-- Start DATA PROVIDED --

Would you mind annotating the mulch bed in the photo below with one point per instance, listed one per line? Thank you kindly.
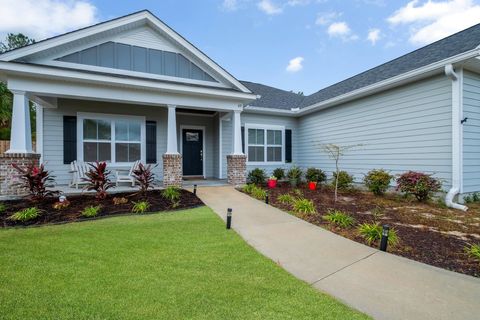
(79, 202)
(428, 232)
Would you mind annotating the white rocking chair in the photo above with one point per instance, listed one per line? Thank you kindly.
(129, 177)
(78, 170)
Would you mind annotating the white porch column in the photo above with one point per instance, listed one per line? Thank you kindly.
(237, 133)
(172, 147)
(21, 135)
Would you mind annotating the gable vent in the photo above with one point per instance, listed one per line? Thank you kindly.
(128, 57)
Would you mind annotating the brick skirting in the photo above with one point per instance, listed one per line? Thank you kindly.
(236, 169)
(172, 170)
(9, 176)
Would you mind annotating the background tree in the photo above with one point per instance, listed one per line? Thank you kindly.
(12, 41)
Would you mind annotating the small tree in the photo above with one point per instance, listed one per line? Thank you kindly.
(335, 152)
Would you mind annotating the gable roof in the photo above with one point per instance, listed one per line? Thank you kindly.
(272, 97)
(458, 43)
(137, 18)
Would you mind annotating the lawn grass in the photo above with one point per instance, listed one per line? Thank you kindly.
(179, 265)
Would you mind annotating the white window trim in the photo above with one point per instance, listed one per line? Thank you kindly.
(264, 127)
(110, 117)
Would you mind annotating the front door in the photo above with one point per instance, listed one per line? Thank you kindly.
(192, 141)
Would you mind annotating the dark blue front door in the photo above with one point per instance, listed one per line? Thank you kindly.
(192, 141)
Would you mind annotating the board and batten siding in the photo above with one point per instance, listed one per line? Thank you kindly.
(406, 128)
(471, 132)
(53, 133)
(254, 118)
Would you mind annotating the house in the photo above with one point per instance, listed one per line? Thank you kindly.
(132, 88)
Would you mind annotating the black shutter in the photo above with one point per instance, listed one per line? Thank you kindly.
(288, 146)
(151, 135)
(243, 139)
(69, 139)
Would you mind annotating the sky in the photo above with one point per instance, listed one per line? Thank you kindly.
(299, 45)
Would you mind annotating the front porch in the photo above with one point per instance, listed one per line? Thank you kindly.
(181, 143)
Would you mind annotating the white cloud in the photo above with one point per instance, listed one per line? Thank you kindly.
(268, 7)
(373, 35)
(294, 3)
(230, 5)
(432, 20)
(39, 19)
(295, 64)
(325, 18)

-- End DATA PROVIDED --
-- Start DATA PROVIDED --

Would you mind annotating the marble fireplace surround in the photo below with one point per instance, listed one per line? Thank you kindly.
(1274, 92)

-- End DATA PROVIDED --

● AIM OF THE TASK: Locate each line in the material above that contains the string "porch", and copy those lines. Treat uppercase and lowercase letters as different.

● SOLUTION TO THE EXERCISE:
Would you mind annotating the white porch column in the photo above with one point per instance, listed one per line? Thank you kindly.
Would you mind annotating the front porch in the photo above with one point per instance, listed one per line? Thank you kindly.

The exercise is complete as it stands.